Problem » Reproduce verbatim the final portion of the material below, from the line containing "Would you please place a dot on the tree bark" through its last line, and nothing else.

Task material »
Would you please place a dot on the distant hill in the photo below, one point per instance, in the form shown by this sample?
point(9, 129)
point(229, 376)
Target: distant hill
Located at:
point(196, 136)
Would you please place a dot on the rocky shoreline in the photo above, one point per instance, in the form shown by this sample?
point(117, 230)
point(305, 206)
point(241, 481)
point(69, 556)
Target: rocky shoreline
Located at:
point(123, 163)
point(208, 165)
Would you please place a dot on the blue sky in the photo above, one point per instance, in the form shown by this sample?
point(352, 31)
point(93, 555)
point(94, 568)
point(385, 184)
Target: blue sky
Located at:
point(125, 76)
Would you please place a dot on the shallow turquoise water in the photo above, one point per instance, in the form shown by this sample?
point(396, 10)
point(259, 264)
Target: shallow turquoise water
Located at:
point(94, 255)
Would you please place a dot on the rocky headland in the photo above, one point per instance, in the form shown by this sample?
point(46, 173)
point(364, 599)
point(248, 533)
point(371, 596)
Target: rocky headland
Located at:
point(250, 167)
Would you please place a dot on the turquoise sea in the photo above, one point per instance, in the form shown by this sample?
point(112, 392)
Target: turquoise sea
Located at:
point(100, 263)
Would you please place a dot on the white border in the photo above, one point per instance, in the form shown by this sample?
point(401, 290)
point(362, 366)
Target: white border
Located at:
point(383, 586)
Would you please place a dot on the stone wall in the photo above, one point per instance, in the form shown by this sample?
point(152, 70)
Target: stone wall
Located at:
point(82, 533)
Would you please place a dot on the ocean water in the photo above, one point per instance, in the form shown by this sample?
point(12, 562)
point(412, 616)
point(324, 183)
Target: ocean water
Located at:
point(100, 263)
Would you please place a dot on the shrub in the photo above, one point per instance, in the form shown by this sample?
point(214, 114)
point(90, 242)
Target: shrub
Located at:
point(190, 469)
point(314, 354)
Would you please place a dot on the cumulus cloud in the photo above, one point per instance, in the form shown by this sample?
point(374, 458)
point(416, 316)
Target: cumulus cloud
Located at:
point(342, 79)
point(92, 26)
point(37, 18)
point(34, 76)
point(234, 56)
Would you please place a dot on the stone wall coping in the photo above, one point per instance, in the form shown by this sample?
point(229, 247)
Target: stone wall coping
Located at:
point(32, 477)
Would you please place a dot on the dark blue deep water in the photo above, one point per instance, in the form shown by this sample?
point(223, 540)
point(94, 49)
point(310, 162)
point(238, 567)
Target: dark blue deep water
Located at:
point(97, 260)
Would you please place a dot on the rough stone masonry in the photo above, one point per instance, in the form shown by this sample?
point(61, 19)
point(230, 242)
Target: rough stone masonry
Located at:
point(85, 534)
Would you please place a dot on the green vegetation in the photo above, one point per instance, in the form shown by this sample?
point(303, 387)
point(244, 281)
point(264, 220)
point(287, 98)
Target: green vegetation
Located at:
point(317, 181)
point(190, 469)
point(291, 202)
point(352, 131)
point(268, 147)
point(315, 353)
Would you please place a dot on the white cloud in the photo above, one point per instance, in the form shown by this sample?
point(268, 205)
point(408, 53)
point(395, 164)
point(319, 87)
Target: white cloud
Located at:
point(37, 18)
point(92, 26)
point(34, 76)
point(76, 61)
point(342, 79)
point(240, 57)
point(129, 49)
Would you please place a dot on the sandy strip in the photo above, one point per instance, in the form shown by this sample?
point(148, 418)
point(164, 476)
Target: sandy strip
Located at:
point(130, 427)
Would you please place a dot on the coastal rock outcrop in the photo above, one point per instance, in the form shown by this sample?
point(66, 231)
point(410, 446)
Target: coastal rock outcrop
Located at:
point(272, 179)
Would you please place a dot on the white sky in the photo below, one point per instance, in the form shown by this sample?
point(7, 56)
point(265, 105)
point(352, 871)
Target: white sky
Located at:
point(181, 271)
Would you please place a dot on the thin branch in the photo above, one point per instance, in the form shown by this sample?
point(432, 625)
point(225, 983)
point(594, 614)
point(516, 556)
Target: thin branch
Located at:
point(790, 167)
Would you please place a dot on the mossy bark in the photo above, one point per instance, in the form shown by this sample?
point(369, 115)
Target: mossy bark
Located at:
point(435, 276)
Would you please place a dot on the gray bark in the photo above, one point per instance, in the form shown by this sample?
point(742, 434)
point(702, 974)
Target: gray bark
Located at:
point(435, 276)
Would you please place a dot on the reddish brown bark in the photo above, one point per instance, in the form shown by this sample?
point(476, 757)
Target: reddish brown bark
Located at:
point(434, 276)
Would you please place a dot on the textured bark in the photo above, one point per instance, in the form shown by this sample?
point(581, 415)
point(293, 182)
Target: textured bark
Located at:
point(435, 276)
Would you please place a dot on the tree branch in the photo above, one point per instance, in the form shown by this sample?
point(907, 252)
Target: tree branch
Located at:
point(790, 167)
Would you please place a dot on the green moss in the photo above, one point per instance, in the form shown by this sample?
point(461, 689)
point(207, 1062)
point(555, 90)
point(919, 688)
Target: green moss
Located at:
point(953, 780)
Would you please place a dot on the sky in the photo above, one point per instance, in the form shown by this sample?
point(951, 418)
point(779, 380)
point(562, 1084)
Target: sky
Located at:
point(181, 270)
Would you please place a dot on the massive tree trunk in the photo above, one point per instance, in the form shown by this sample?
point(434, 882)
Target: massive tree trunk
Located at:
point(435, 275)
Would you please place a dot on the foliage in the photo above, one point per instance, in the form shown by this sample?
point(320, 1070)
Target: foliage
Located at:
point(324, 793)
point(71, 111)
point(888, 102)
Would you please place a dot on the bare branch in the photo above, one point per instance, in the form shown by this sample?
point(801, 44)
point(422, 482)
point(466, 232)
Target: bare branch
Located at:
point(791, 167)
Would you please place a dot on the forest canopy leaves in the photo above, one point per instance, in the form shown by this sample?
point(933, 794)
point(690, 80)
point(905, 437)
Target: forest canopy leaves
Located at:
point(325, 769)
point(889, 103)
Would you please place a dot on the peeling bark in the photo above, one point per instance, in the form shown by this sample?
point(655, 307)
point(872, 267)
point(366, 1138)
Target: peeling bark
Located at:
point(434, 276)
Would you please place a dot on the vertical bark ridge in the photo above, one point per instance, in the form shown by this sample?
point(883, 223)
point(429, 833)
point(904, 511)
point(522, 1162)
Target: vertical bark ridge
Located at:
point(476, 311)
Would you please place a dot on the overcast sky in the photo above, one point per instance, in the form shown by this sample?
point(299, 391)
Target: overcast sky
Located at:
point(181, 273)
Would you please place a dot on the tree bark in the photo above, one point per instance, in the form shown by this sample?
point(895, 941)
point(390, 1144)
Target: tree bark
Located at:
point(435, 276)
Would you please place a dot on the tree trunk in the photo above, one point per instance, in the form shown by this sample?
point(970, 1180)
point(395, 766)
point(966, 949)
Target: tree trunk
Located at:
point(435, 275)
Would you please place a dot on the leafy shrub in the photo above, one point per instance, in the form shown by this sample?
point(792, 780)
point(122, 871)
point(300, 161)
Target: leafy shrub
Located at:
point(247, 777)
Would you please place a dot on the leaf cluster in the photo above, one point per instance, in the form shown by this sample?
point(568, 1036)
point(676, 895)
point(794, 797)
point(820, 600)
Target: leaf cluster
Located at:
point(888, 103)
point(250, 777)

Written answer »
Would you please place a dot on the tree bark in the photo above, one point per instance, in the form shown by this sample?
point(895, 941)
point(390, 1144)
Target: tree bark
Located at:
point(435, 276)
Would you please place a dot on the tree trunk in the photo above, one point per instance, in the form shown by this sample?
point(970, 1180)
point(395, 766)
point(966, 949)
Target: tree trunk
Located at:
point(435, 275)
Would you please place a dot on the leafy shrub in the photo above, one point per instance, in the form shown by this sample?
point(792, 780)
point(122, 871)
point(300, 161)
Target: leafy shrub
Located at:
point(247, 777)
Would you please place a dot on the leaf cluster in the photo above, one point per instance, in the form shown by this sample?
point(568, 1036)
point(676, 895)
point(794, 797)
point(820, 600)
Target: leaf cluster
Located at:
point(888, 103)
point(250, 777)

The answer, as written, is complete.